» TEXT
At ETH Zurich, he found himself surrounded by likeminded students and researchers - even a few who were head-hunted by major corporations like Google, Sony, and Microsoft. Quickly realizing that the world really is the "oyster" of his generation, he enrolled in a number of extra-curricular courses - a privilege few other institutions afford its students. It was a dream come true for the knowledge thirsty Yenicelik who frequently accesses the Internet to learn new things. As part of his course exploration, he came across Professor Bart Clarysse, who heads up ETH Entrepreneurship.
Clarysse helped Yenicelik refine some of his broad ideas for solving the challenges of immigration and hone in on those ideas that could be feasibly deployed. Through ETH, he has also been exposed to major figures in the field of AI, including Professors Thomas Hofmann and Andreas Krause, both of whom taught and inspired him to apply the advanced techniques in Machine Learning towards social good. "Krause’s principled and caring approach towards his students inspired a deeper understanding of the subject matter," says Yenicelik.
Mentor and support
Supportive professors like Krause and Clarysse motivated Yenicelik to reach beyond the status quo. Professor Roland Siegwart also opened his door to Yenicelik and a few of his peers allowing them to pitch their idea for the first iteration of the Swissloop Association - a student-led team that creates and races a hyperloop mobility pod through near-vacuum tubes at speeds of up to 450 kilometres per hour. Siegwart, Frank Gürkaynak - a Senior Scientist at ETH, and many others mentored the team providing resources like an empty hangar space in a former military airfield / innovation park.

» DATA ENTRIES
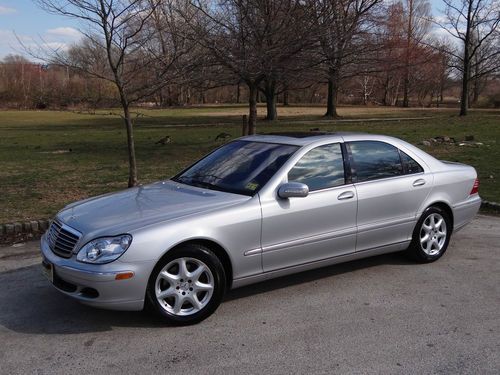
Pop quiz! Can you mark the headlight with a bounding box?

==

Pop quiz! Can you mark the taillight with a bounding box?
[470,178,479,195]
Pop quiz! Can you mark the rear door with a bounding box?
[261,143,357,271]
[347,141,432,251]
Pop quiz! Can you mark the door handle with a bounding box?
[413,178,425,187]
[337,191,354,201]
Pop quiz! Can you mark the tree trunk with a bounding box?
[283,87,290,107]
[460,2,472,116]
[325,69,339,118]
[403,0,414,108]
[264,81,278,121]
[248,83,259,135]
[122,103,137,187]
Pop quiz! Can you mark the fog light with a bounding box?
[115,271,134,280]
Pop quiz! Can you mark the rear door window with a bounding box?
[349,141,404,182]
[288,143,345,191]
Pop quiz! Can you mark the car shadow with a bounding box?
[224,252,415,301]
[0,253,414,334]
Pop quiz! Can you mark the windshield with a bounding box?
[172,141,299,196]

* * *

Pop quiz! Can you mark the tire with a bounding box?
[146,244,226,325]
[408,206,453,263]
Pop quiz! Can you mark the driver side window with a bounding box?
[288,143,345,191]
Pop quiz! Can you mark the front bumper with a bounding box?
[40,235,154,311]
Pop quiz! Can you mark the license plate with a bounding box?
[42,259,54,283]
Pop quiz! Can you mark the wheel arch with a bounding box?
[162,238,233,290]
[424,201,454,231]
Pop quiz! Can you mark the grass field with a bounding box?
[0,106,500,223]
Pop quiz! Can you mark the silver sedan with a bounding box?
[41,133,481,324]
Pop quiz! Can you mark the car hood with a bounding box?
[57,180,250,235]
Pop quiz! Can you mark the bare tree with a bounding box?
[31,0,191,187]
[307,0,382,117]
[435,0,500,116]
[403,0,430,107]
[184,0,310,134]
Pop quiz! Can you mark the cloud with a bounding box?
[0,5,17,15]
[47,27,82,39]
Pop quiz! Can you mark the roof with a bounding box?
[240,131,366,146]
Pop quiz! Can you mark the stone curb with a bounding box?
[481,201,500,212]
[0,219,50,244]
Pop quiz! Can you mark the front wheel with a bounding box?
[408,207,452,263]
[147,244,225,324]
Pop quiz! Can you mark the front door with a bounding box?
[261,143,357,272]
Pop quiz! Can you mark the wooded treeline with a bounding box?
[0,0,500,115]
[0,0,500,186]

» WRITTEN REQUEST
Please carry on the text about Yenicelik at ETH Zurich from where it stops. The data has no connection to the text about Yenicelik at ETH Zurich.

» WRITTEN ANSWER
Together with Carl Friess - who ended up working for Elon Musk’s, The Boring Company, Dore de Mosier, and others, Yenicelik formalised the first legal entity of Swissloop and built the team from just a handful of engineers to a group of about sixty. Later the association was integrated as a student focus project in the university’s Mechanical and Process Engineering department. Since then, Swissloop has participated three times in Elon Musk’s SpaceX Hyperloop competition in California placing twice among the top three.
Mentorship is not limited to professors. Staff members like Romana Mayer, who manages projects for ETH Zurich’s international office involved Yenicelik with the Clinton Global Initiative for Universities (CGIU). The non-profit organization motivates and mentors social entrepreneurship that makes a positive impact on the world. Yenicelik partnered with Michael Yared, a fellow computer science student from Lebanon. Together, they competed among seven students for funding to travel to CGIU’s Annual meeting in Boston where they conceptualized "Project Spark." Project Spark was a venture that envisioned a new education system that takes advantage of technology and modern research to enable some of the poorest countries in the world to teach more students, more effectively, and at a minimal cost.
Universities play an increasingly important role in society cultivating talents including facilitating access to platforms like CGIU, as well as, formal and informal student networks, and accessible mentors with whom students can establish positive and professional working relationships. Ulrich Scharf and some of Skilllab’s current co-founders encountered David Yenicelik through his work on a social initiative focused on refugee integration in Zurich. "Impressed by his engagement, as well as his commitment to great engineering, David quickly became an integral part of our team and a co-founder, despite his young age. Today, he leads Skilllab’s data engineering focusing specifically on artificial intelligence components," says Scharf.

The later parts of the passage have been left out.